Records excerpted from a collection
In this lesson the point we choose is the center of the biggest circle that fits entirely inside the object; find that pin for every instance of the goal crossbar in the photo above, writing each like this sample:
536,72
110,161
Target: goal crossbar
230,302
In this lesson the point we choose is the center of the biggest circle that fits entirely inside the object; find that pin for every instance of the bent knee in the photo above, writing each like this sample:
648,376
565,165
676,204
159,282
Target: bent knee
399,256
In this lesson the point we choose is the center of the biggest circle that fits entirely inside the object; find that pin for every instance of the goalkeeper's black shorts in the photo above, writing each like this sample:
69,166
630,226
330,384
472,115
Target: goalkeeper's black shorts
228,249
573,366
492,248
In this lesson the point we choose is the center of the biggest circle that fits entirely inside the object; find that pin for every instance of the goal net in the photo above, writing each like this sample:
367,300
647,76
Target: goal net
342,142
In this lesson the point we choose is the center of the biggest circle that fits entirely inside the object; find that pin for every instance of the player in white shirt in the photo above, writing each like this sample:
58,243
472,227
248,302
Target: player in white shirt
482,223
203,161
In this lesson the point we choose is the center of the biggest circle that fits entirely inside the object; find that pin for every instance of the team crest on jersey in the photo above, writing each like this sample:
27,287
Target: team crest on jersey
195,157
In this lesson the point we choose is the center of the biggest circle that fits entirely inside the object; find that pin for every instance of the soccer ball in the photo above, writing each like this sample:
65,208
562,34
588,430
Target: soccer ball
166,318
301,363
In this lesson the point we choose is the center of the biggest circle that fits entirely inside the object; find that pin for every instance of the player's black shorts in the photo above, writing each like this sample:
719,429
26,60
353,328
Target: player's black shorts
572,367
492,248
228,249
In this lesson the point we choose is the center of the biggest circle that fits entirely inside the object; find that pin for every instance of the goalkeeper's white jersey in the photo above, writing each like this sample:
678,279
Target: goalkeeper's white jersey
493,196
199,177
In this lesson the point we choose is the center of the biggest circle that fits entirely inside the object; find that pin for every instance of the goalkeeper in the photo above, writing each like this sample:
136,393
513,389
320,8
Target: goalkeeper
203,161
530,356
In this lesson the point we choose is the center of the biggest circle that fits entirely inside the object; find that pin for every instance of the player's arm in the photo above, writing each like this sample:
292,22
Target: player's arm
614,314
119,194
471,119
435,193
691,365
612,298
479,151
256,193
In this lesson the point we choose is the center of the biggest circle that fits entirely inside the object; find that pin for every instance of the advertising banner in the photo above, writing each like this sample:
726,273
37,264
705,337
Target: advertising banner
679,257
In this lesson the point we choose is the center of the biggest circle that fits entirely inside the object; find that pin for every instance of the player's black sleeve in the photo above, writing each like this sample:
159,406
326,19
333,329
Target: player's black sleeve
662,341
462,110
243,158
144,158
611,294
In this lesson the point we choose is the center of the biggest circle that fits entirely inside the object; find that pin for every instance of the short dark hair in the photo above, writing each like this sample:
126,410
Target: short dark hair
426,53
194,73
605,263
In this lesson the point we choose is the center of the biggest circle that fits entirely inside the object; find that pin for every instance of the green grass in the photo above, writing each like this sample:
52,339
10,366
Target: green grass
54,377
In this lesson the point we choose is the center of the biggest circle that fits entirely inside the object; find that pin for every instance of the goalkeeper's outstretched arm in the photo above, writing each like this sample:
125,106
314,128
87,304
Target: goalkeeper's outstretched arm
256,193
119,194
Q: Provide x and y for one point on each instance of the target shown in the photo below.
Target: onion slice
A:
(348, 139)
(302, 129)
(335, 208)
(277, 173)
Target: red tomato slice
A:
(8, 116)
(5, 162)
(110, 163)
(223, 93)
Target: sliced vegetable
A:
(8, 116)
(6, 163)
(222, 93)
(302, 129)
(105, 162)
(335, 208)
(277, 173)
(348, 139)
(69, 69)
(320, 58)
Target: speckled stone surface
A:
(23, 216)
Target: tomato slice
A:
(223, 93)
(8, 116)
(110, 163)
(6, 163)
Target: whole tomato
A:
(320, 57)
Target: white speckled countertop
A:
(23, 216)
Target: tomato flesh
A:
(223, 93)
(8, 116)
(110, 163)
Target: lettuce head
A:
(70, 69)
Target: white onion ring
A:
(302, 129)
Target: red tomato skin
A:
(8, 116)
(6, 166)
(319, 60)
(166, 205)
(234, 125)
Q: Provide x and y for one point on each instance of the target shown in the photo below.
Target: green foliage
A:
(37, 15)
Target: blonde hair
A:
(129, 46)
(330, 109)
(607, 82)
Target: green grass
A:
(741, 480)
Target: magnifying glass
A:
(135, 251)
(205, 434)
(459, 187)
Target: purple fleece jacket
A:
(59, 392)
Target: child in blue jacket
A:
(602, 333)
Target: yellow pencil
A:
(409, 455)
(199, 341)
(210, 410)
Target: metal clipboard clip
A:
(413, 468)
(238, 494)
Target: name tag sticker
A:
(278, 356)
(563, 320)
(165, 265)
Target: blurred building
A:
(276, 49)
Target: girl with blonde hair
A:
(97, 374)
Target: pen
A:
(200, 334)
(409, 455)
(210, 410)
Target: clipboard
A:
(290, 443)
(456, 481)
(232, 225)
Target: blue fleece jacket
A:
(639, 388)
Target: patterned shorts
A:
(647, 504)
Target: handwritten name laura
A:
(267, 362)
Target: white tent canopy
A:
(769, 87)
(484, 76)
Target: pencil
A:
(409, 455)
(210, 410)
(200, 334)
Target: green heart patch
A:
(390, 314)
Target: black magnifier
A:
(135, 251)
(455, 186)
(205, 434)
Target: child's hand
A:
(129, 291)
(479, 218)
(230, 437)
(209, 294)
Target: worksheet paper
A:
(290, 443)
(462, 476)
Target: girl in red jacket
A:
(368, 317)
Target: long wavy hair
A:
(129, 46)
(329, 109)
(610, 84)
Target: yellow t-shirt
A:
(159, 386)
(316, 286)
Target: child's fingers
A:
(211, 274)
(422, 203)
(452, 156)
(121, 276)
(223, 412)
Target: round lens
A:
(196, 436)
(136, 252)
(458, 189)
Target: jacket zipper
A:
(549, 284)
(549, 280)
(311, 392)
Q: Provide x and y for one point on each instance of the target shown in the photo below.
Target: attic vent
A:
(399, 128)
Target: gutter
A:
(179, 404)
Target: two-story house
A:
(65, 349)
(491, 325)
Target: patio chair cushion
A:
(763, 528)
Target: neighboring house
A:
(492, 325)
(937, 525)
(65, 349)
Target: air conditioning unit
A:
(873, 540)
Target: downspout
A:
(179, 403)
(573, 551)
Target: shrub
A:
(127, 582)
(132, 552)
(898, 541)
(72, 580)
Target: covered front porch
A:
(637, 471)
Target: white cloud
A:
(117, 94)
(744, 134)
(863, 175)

> Work to complete
Return the listing above word for word.

> Answer to the problem
In this lesson the point we choose is the center of the biggest circle that fits entirely inside the object; find that pin for every instance of the goal crossbar in the photo above, writing each like this sample:
536,72
110,161
Target: goal crossbar
230,302
In this lesson the point we choose is the center of the biggest circle that fits entirely inside the object; find that pin for every instance of the bent knee in the photo above, writing each like this sample:
648,376
565,165
676,204
159,282
Target: bent knee
399,256
In this lesson the point we choose is the center of the biggest circle that fits entirely inside the object; find that pin for every instance of the goalkeeper's black shorts in the photo above, writing each like this sample:
69,166
630,226
330,384
472,115
Target: goalkeeper's black shorts
228,249
573,366
492,248
In this lesson the point we choose is the center of the biggest circle that fits entirely inside the object; find that pin for every instance of the goal net in the photo above, writing each like this sample:
367,300
647,76
Target: goal net
342,142
In this lesson the point we choose is the center of the biggest circle that fits entirely inside the object; find that pin for every instance of the player in white shirt in the photo above, writing each like this sample:
58,243
472,227
248,302
Target: player in white shirt
482,223
203,161
In this lesson the point we choose is the center of the biggest circle that fits entirely inside the object; find that pin for every instance of the team crest on jersey in the photo above, writing each like this sample:
27,287
Target: team crest on jersey
195,157
In this lesson the point we choose is the center of the biggest circle that fits entirely inside the object; find that pin for every instance of the soccer ball in the photo above, writing each like this sample:
65,208
562,34
588,430
Target: soccer ball
166,318
301,363
In this lesson the point we choose is the center of the biggest circle that fits entirely inside the object; find that pin for every instance of the player's black shorts in the photo above, writing each like this sample:
719,429
26,60
353,328
Target: player's black shorts
572,367
492,248
228,249
In this lesson the point we choose is the center of the biggest circle that fits entirely inside the object; find that pin for every instance of the goalkeeper's white jersey in the photo above, writing each like this sample:
678,279
Target: goalkeeper's white jersey
493,196
199,177
In this lesson the point we choose is the center of the biggest circle that fits entirely inside the object; find that pin for every instance of the goalkeeper in the photo above, writing each like this sample:
136,393
513,389
320,8
Target: goalkeeper
203,161
530,356
In this lesson the point we choose is the center of the biggest circle that fits entirely inside the object; find that pin for every instance of the player's arm in the photo above, writing each like this sample:
292,22
Target: player's arm
614,314
119,194
471,119
435,193
691,365
612,298
479,151
256,193
In this lesson the point we choose is the center of the biggest circle that fits entirely inside the object; find that pin for every instance of the advertising banner in the photo above, writing each like this sample:
726,273
37,264
705,337
Target: advertising banner
679,257
In this lesson the point we choose is the center of the biggest circle that fits entirely inside the object; find that pin for every instance of the player's black sleeve in the photo above, writing each like this sample:
159,406
326,19
333,329
Target: player's black sleeve
662,341
462,110
243,158
144,158
611,294
In this lesson the point we choose is the center of the biggest circle that fits entirely inside the object; find that pin for every instance of the short dark hair in the photo above, writing each like this sample:
126,410
Target: short dark hair
426,53
194,73
605,263
In this lesson the point we choose is the center of the biggest circle that fits entirely inside the object; find that pin for every instance of the green grass in the photo above, writing each like this sample:
52,339
10,366
Target: green grass
54,377
In this lesson the point we choose is the center of the biggest circle that fits entirely inside the object; find that pin for every instance of the goalkeeper's outstretched arm in the photo above, writing each like this sample:
125,106
314,128
87,304
Target: goalkeeper's outstretched arm
256,193
119,194
Q: Provide x and y for one point on each instance of the target shown in the photo below.
Target: onion slice
A:
(348, 139)
(302, 129)
(335, 208)
(277, 173)
Target: red tomato slice
A:
(8, 116)
(5, 162)
(110, 163)
(223, 93)
Target: sliced vegetable
A:
(8, 116)
(6, 163)
(222, 93)
(302, 129)
(105, 162)
(335, 208)
(277, 173)
(348, 139)
(69, 69)
(320, 58)
Target: speckled stone surface
A:
(23, 216)
Target: tomato slice
A:
(223, 93)
(8, 116)
(110, 163)
(6, 163)
Target: whole tomato
A:
(320, 57)
Target: white speckled countertop
A:
(23, 216)
Target: tomato flesh
A:
(223, 93)
(8, 116)
(110, 163)
Target: lettuce head
A:
(70, 69)
Target: white onion ring
A:
(302, 129)
Target: red tomato skin
A:
(8, 116)
(6, 166)
(319, 60)
(166, 205)
(234, 125)
Q: Provide x and y for one point on each instance of the target shown in the photo below.
Target: green foliage
A:
(37, 15)
Target: blonde hair
A:
(129, 46)
(330, 109)
(607, 82)
Target: green grass
A:
(741, 480)
Target: magnifying glass
A:
(135, 251)
(205, 434)
(459, 187)
Target: purple fleece jacket
A:
(59, 392)
Target: child in blue jacket
A:
(602, 333)
Target: yellow pencil
A:
(409, 455)
(199, 341)
(210, 410)
Target: metal clipboard clip
A:
(413, 468)
(238, 494)
Target: name tag sticker
A:
(278, 356)
(563, 320)
(165, 265)
Target: blurred building
A:
(276, 49)
Target: girl with blonde hair
A:
(97, 374)
Target: pen
A:
(200, 334)
(409, 455)
(210, 410)
Target: clipboard
A:
(290, 443)
(456, 481)
(232, 225)
Target: blue fleece jacket
A:
(639, 388)
Target: patterned shorts
A:
(647, 504)
Target: handwritten name laura
A:
(267, 362)
Target: white tent canopy
A:
(769, 87)
(484, 76)
Target: pencil
A:
(409, 455)
(210, 410)
(200, 334)
Target: green heart patch
A:
(390, 314)
Target: black magnifier
A:
(135, 251)
(455, 186)
(205, 434)
Target: child's hand
A:
(129, 291)
(479, 218)
(230, 437)
(209, 294)
Target: worksheet paper
A:
(290, 443)
(462, 476)
Target: girl in red jacket
A:
(368, 317)
Target: long wavy hair
A:
(129, 46)
(329, 109)
(610, 84)
Target: yellow t-shirt
A:
(159, 386)
(316, 286)
Target: child's fingers
A:
(211, 274)
(422, 203)
(452, 156)
(121, 276)
(223, 412)
Target: round lens
A:
(196, 436)
(136, 252)
(458, 189)
Target: jacket zipper
A:
(549, 284)
(549, 280)
(311, 392)
Q: Provide x and y for one point on each instance of the target shown in the photo below.
Target: attic vent
A:
(399, 128)
Target: gutter
A:
(179, 404)
Target: two-story house
A:
(65, 349)
(491, 325)
Target: patio chair cushion
A:
(763, 528)
Target: neighboring house
A:
(492, 325)
(937, 525)
(65, 349)
Target: air conditioning unit
A:
(873, 540)
Target: downspout
A:
(179, 403)
(573, 551)
Target: shrub
A:
(127, 582)
(132, 552)
(898, 541)
(72, 580)
Target: covered front porch
A:
(637, 471)
Target: white cloud
A:
(117, 94)
(744, 134)
(863, 175)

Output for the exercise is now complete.